Prompt
The lines to copy are those with "tree" in them. Pull each one from the entries below.

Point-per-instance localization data

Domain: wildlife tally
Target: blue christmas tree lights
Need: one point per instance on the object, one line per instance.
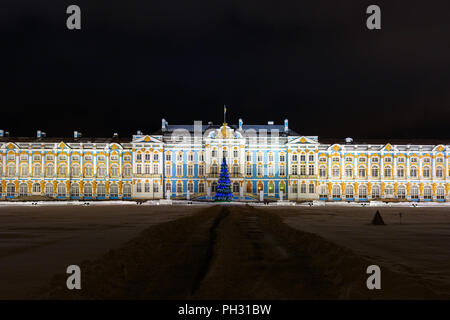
(224, 185)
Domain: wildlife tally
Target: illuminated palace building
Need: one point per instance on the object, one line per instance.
(183, 162)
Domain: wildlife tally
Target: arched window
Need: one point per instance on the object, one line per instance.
(127, 190)
(36, 188)
(440, 193)
(428, 193)
(349, 192)
(49, 190)
(114, 190)
(336, 191)
(401, 192)
(414, 192)
(75, 190)
(10, 190)
(61, 190)
(101, 190)
(375, 191)
(362, 192)
(87, 190)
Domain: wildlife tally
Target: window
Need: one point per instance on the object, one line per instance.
(401, 172)
(362, 172)
(282, 171)
(362, 192)
(303, 188)
(49, 190)
(127, 171)
(75, 190)
(401, 192)
(336, 191)
(114, 170)
(114, 191)
(335, 171)
(61, 190)
(387, 171)
(428, 193)
(426, 172)
(322, 171)
(248, 170)
(440, 193)
(87, 190)
(348, 171)
(439, 172)
(101, 190)
(127, 190)
(375, 172)
(413, 172)
(36, 188)
(349, 192)
(375, 191)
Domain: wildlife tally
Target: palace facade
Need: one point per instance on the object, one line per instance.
(183, 161)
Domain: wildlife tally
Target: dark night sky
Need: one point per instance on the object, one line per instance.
(313, 62)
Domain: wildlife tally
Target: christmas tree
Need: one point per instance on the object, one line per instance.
(224, 187)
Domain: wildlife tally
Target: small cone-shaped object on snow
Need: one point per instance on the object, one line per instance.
(378, 220)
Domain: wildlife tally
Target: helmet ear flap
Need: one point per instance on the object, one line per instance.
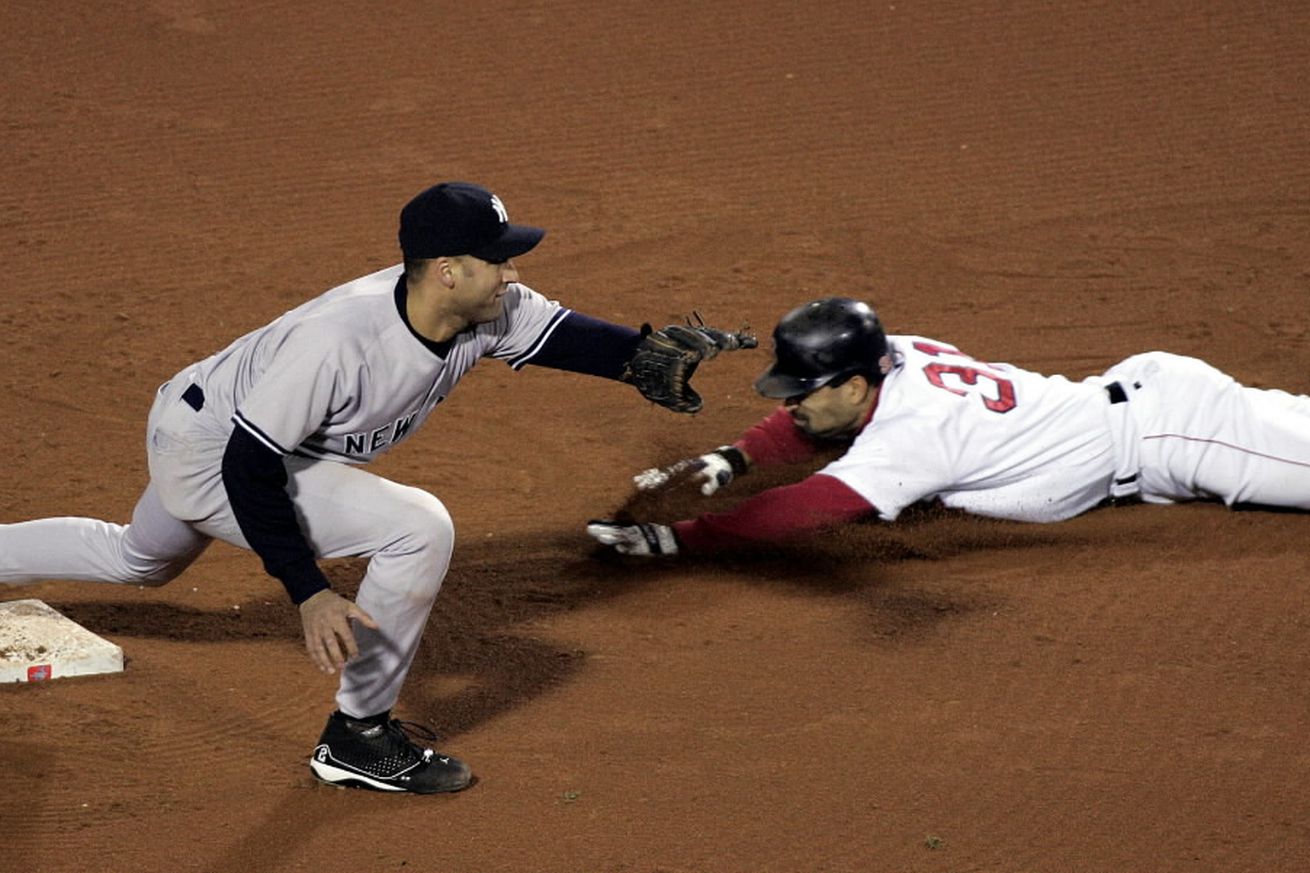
(822, 341)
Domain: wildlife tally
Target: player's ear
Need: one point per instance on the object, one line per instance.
(857, 388)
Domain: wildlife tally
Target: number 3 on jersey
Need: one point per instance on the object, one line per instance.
(963, 379)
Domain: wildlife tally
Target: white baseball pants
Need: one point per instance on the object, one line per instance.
(1203, 435)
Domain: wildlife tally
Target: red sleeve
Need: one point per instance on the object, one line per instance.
(776, 514)
(777, 441)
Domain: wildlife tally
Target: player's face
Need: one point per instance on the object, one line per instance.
(480, 287)
(831, 410)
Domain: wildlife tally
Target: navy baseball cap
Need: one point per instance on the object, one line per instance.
(461, 218)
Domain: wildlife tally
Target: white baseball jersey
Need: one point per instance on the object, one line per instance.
(987, 438)
(343, 378)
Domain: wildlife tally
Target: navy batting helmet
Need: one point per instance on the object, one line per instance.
(822, 342)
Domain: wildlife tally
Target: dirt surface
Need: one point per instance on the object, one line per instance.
(1057, 185)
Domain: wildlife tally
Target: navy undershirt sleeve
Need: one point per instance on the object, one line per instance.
(583, 344)
(256, 480)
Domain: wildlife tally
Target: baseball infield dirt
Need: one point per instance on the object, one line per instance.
(1057, 185)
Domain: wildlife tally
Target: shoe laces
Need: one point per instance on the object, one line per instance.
(402, 734)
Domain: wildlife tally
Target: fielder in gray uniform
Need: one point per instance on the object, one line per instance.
(261, 446)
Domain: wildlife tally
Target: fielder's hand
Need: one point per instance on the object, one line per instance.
(641, 538)
(329, 640)
(666, 359)
(710, 471)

Response for this exercise
Target: blue christmas tree lights
Target: christmas tree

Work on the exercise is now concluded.